Task brief:
Each image should be skipped while the records are restated word for word.

Source data:
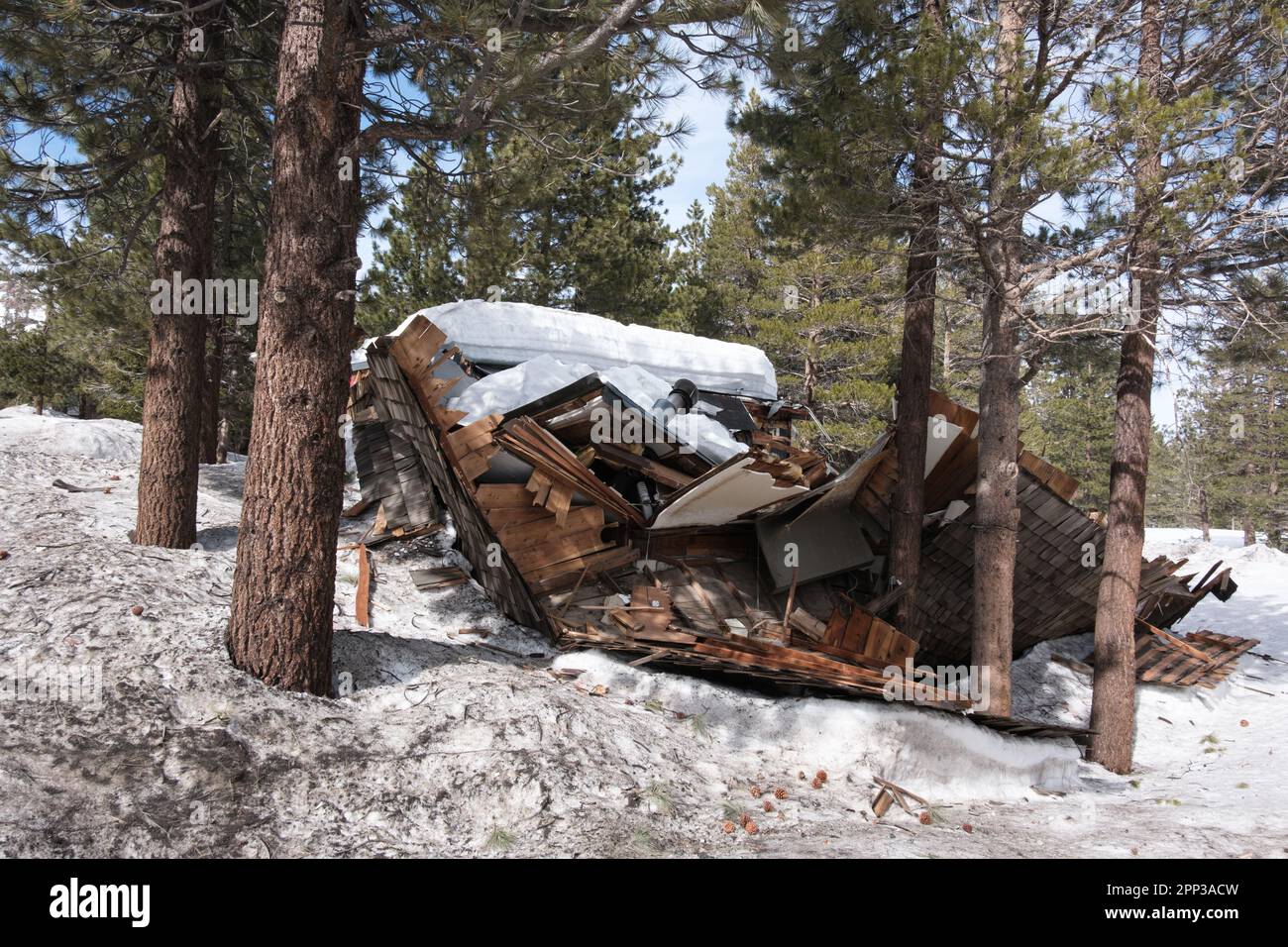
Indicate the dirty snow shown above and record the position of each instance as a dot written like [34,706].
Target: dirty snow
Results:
[450,741]
[24,431]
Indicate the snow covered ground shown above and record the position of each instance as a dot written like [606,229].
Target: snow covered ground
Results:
[467,735]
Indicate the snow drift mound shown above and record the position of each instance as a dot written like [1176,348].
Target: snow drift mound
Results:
[102,438]
[931,754]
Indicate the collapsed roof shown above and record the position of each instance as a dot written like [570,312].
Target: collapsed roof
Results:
[626,505]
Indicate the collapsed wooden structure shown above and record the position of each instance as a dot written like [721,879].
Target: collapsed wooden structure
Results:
[765,564]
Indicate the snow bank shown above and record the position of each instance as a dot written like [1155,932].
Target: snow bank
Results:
[25,410]
[513,333]
[522,384]
[934,755]
[101,438]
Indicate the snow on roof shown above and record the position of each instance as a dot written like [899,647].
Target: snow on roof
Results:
[514,333]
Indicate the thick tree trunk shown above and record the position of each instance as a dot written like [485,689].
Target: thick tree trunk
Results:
[909,501]
[283,589]
[997,513]
[1113,705]
[171,395]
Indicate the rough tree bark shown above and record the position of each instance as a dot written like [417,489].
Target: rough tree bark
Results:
[909,501]
[997,513]
[172,390]
[283,586]
[1113,703]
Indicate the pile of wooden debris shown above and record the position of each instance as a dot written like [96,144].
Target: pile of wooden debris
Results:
[585,514]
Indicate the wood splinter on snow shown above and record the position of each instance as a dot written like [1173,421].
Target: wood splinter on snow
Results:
[362,605]
[889,793]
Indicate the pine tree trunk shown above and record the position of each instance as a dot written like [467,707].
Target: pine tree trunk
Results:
[171,395]
[1113,705]
[909,501]
[997,513]
[283,589]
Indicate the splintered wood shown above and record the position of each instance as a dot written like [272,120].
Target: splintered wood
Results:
[634,544]
[1202,659]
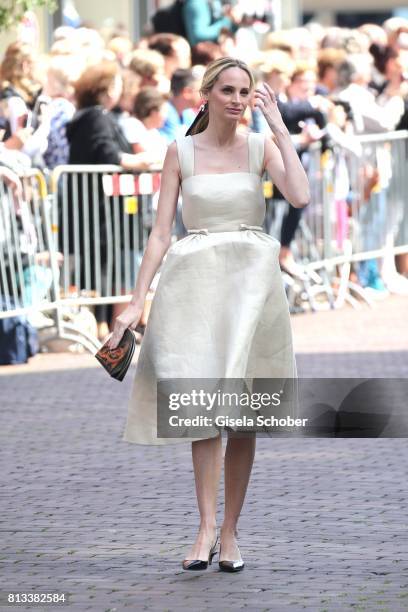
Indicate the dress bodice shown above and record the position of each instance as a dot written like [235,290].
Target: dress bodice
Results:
[221,202]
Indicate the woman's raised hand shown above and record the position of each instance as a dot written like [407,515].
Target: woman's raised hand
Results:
[129,318]
[265,99]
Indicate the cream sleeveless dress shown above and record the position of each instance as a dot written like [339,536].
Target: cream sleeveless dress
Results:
[220,309]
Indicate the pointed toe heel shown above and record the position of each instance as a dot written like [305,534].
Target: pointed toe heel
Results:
[231,566]
[200,564]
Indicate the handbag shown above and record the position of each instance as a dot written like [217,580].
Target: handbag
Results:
[117,361]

Result for this task:
Indicate the dirty snow shown above and record the position of each instance as a dot written like [34,706].
Target: dirty snow
Results:
[450,741]
[24,431]
Indicate the snow covered ground shown above and record the position of each instance as a dot written like [606,229].
Target: snow covered ground
Results:
[467,735]
Indicate the snow drift mound shown above and record the position of each instance as a dot written like [1176,348].
Target: snow drift mound
Results:
[102,438]
[931,754]
Indicate the collapsed roof shown above and record the position of each instance as a dot written like [570,312].
Target: collapsed roof
Results:
[626,505]
Indicate the collapsed wooden structure shown above and record the position of each instance as a dot written like [721,879].
Target: collapsed wooden structure
Results:
[765,564]
Indicate the snow bank shown above and record the position of each instance as a dot written like [1155,932].
Target: snow bank
Results:
[25,410]
[513,333]
[522,384]
[934,755]
[101,438]
Indicate the snow on roof shown above and record the position of each instance as a dot written like [899,647].
Target: snow on roof
Results:
[514,333]
Indicate the thick tree trunk shown above and record the position of each instance as a dot written like [485,689].
Target: thick tree trunk
Results:
[909,501]
[283,589]
[997,513]
[1113,705]
[171,395]
Indicate the rough tree bark shown above and record the position of each instance as a dot written like [417,489].
Target: rough tree bark
Results:
[909,501]
[997,513]
[172,390]
[283,586]
[1113,703]
Indicate the pile of wooden debris shown above and record the position of each instance as a dot written like [96,144].
Target: pile of wooden debris
Results:
[585,514]
Indicate the wood splinter on snow shown above and record the position of each instance as a dot written like [1173,421].
Target: wood splinter on snow
Results:
[362,605]
[889,793]
Indicate the pine tree trunk shown above and record the position of each instance as a dot written like [467,707].
Target: pine tree trunk
Results:
[171,395]
[1113,705]
[909,501]
[997,513]
[283,589]
Indicate the splintered wood shown above and record the position of each instance as a dot written like [272,120].
Target: splintered wood
Results:
[634,544]
[1202,659]
Indicate the dress bodice shown above and record the position of each instance as a dot written like [235,290].
Target: dress bodice
Results:
[221,202]
Indicate the woman's raised hand shown above and record the position of each instance as a dot written like [407,515].
Target: woman's raised hand
Results:
[129,318]
[265,99]
Indicate the cream sleeveless dress shown above and record the position of each instance as a dot written like [339,536].
Target: cream sleeveless dress
Results:
[220,309]
Indicate the pointed toe heel shown above and record the position of each instance as a dot written like [305,534].
Target: pointed toe heel
Results:
[231,566]
[200,564]
Indicate the handbag shown above and record the position of each instance as a dot written like [217,580].
Target: handbag
Results:
[117,361]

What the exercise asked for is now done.